# TASK TO CARRY OUT
Please count how many lines in the rows below contain the word "curtain", and reply with only that number.

Dataset items
-- -- --

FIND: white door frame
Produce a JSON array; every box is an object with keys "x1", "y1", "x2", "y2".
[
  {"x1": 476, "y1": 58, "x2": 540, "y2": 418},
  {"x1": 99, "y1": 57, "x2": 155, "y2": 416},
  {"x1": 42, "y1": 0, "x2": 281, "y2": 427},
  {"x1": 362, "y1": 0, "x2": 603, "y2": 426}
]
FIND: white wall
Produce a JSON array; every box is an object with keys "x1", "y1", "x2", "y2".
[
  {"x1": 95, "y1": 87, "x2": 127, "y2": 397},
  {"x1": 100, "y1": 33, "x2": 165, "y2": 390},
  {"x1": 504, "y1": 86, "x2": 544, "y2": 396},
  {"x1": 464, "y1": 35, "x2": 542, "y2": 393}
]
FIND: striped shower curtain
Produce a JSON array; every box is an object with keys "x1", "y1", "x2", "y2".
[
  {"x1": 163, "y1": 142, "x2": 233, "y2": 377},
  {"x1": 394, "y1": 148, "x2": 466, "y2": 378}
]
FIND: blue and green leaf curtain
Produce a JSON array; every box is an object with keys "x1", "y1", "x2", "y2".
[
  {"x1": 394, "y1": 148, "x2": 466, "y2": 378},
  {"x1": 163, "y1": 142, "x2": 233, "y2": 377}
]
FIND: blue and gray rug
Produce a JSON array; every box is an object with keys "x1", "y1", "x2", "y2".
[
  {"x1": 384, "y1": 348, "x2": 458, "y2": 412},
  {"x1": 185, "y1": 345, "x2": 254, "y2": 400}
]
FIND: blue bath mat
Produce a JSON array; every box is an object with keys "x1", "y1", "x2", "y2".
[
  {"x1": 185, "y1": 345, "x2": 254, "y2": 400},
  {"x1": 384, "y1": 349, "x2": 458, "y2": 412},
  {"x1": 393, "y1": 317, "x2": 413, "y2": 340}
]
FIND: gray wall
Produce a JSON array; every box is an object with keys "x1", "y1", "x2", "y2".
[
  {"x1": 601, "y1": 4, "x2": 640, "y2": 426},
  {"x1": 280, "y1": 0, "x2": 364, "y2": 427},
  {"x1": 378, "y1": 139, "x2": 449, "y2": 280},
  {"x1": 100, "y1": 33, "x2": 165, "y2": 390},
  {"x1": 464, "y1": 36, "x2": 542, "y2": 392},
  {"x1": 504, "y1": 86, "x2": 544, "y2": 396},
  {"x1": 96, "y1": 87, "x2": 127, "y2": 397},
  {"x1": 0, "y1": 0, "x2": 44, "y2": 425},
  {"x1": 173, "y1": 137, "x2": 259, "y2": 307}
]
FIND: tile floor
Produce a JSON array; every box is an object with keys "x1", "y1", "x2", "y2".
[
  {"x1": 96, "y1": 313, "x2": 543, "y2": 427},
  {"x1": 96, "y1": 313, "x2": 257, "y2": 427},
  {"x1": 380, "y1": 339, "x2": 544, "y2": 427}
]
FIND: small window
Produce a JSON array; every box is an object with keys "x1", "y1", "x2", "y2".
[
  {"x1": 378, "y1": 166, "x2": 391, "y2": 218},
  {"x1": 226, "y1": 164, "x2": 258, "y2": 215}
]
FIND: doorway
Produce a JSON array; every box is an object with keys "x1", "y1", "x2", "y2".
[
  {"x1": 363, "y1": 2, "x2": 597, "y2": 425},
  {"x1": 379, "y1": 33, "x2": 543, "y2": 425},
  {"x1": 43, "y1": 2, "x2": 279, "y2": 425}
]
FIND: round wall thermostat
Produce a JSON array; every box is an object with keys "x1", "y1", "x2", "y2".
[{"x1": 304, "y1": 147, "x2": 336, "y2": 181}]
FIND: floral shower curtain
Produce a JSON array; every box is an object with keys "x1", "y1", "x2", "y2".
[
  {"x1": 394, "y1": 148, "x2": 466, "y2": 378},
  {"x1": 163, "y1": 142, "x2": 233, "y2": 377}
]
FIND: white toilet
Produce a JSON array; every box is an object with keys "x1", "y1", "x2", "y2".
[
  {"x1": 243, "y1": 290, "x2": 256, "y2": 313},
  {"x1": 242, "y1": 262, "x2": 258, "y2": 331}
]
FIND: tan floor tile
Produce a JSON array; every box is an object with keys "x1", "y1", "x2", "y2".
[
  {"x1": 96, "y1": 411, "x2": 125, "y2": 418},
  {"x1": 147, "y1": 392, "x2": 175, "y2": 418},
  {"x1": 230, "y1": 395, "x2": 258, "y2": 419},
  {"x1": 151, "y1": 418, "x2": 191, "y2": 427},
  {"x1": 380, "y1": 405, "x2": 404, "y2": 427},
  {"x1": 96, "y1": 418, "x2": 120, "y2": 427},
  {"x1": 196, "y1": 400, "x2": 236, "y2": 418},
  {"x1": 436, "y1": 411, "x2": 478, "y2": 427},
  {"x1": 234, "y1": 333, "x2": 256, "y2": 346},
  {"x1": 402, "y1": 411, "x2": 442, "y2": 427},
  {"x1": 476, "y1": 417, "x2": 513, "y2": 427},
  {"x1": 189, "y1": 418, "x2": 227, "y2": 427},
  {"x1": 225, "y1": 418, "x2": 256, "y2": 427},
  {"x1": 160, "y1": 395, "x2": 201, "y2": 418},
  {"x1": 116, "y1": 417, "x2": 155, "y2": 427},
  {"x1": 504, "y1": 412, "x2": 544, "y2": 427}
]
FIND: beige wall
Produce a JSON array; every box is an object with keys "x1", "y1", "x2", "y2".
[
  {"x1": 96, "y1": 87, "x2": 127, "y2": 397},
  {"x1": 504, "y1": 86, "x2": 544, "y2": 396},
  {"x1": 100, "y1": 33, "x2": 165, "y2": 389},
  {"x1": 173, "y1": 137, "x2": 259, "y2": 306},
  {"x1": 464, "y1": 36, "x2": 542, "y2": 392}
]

-- -- --

# RESULT
3